_Records for this exercise_.

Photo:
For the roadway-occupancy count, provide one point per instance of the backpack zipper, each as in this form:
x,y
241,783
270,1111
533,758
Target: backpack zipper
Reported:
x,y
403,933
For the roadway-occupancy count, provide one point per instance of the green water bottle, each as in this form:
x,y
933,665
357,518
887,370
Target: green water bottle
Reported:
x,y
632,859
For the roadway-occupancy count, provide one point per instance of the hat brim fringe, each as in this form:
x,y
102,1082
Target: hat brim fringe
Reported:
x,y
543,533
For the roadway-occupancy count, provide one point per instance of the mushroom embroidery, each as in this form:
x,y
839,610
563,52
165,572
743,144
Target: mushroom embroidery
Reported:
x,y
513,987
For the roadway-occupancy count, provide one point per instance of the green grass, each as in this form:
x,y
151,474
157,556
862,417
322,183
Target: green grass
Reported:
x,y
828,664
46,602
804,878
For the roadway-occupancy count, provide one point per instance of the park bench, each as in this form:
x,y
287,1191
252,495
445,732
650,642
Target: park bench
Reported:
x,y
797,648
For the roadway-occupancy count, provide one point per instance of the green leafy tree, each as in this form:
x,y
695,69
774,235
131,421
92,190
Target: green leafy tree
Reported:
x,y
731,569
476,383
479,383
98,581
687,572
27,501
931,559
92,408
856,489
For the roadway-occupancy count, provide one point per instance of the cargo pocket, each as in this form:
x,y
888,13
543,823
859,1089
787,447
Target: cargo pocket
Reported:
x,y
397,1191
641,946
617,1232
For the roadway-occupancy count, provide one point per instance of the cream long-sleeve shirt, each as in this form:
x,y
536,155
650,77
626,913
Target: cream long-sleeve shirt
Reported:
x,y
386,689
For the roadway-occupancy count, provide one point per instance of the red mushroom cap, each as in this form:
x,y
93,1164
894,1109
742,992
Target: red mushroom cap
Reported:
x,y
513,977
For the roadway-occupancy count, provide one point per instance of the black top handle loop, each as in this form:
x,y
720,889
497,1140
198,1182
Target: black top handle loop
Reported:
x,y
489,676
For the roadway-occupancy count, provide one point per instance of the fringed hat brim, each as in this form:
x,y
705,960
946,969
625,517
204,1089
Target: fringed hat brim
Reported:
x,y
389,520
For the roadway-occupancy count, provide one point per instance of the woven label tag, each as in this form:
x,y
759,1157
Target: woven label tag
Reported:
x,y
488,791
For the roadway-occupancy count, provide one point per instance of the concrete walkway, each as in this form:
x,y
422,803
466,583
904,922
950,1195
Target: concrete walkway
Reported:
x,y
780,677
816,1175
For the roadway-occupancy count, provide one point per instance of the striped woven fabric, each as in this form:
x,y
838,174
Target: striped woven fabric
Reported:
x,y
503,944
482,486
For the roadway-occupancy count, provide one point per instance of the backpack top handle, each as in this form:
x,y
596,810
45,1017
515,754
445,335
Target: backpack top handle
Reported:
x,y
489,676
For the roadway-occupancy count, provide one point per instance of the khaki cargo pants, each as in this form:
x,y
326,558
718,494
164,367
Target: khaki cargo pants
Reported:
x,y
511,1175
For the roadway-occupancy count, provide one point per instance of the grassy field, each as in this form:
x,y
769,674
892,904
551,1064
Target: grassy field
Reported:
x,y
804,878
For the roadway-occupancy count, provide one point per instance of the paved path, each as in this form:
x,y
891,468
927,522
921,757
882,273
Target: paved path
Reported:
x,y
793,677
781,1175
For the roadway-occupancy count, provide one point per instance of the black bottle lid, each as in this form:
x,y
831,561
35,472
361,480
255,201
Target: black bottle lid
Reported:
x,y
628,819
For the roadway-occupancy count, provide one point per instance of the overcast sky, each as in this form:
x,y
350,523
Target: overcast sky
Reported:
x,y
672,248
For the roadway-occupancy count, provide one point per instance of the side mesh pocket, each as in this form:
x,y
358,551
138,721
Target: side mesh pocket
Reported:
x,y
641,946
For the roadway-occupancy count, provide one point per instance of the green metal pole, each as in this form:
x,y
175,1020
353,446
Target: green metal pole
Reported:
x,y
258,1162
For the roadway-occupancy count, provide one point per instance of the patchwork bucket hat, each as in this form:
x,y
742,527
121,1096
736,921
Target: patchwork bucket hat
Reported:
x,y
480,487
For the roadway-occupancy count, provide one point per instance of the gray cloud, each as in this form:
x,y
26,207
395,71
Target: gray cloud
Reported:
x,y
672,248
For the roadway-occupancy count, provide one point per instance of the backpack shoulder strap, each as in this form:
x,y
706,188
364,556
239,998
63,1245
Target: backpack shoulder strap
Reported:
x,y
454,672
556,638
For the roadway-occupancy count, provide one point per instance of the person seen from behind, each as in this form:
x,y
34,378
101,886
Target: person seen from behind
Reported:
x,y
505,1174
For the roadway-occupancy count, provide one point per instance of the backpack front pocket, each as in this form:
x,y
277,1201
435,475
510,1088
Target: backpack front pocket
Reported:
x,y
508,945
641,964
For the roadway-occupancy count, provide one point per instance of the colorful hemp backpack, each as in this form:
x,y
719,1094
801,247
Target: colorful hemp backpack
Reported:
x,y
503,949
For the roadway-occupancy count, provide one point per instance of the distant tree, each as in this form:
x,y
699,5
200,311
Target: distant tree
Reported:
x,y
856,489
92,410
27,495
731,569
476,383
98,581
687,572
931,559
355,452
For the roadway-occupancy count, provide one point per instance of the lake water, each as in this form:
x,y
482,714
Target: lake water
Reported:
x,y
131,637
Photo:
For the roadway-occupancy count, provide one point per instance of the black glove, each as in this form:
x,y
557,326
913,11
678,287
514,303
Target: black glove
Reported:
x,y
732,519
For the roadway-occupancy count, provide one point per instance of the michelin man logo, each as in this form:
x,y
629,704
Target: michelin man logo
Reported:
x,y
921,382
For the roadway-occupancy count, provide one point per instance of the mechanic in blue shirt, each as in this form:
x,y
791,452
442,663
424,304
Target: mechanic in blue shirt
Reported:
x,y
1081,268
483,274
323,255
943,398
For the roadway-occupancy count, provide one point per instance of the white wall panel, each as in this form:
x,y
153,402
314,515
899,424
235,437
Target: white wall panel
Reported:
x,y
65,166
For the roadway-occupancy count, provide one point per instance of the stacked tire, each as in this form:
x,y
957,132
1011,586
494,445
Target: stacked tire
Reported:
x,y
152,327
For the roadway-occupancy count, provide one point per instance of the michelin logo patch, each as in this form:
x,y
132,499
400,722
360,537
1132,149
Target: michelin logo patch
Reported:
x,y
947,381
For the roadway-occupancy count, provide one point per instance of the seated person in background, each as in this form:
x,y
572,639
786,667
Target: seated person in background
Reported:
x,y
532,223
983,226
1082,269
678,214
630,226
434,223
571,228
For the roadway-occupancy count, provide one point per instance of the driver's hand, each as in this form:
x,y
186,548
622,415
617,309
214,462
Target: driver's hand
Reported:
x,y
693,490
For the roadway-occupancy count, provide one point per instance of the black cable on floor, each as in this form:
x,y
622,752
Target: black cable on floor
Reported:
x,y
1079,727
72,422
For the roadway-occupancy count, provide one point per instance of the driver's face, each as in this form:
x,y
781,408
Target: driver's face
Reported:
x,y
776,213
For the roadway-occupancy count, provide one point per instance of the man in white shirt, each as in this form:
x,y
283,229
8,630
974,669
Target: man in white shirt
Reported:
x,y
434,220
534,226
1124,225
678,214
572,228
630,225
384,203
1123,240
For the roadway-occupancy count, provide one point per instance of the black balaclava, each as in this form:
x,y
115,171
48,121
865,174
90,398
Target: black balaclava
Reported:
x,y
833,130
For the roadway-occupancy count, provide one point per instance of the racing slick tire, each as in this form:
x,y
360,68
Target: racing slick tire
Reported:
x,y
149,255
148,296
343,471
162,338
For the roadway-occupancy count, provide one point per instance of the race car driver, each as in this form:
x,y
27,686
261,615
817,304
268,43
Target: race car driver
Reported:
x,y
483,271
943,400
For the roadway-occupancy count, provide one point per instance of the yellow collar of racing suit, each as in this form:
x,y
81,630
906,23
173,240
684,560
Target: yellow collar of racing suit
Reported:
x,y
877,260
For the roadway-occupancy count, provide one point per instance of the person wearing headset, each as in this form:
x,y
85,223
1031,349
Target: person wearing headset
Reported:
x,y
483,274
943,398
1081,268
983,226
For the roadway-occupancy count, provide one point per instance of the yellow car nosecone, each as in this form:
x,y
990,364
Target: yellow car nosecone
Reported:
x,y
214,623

_Request_. Repeat, with no changes, each line from the one with "driver's hand, each" to the end of the listing, including both ends and nothing else.

_Full output_.
For the roadway-occupancy count, provide one point per instance of the driver's hand, each as in this form:
x,y
186,548
622,415
617,309
214,462
Target: driver's hand
Reported:
x,y
693,490
For the roadway-occupancy count, provide one point per instance of the black cable on floor, each as in this form:
x,y
622,752
Target: black cable on floor
Reported:
x,y
1079,727
72,422
For the roadway-occupancy count, provide one point per instance of the driver's face, each as in this form:
x,y
781,408
Target: driver's face
Reported:
x,y
776,213
For the roadway-occupancy count, provide one point per instance of the man in white shirt, each as in this form:
x,y
283,229
8,630
974,669
Target: man in white shirt
Reported:
x,y
434,220
534,226
1124,225
678,214
572,228
630,225
384,203
1123,240
For the roadway-occupancy count, provide one point per instance of the black balaclava, each as in this form:
x,y
115,171
48,121
865,174
90,398
Target: black balaclava
Reported:
x,y
833,130
For the roadway-occupancy count, provide one point per instance of the racing slick tire, each as in this form:
x,y
360,68
Target: racing slick tire
Reported:
x,y
149,255
148,296
343,471
162,338
For the roadway-occupancy count, provide one point per instance of the race car driver, each as in this form:
x,y
27,686
261,615
817,304
268,43
Target: race car driver
Reported:
x,y
483,271
943,400
For the roadway-occupancy count, provide one point per instance of the yellow collar of racing suit, each as in this form:
x,y
81,630
906,23
173,240
684,560
Target: yellow collar of racing suit
Reported:
x,y
877,260
For the roadway-occupancy count, provide one point per instance of the person wearing headset, each as in this form:
x,y
85,223
1031,349
Target: person wearing headset
Reported:
x,y
483,274
943,398
1081,268
983,226
For the roadway-occupancy count, provide one point per instance of the yellow car nosecone, each as in this form:
x,y
990,364
Target: yellow car nosecone
Reported:
x,y
214,623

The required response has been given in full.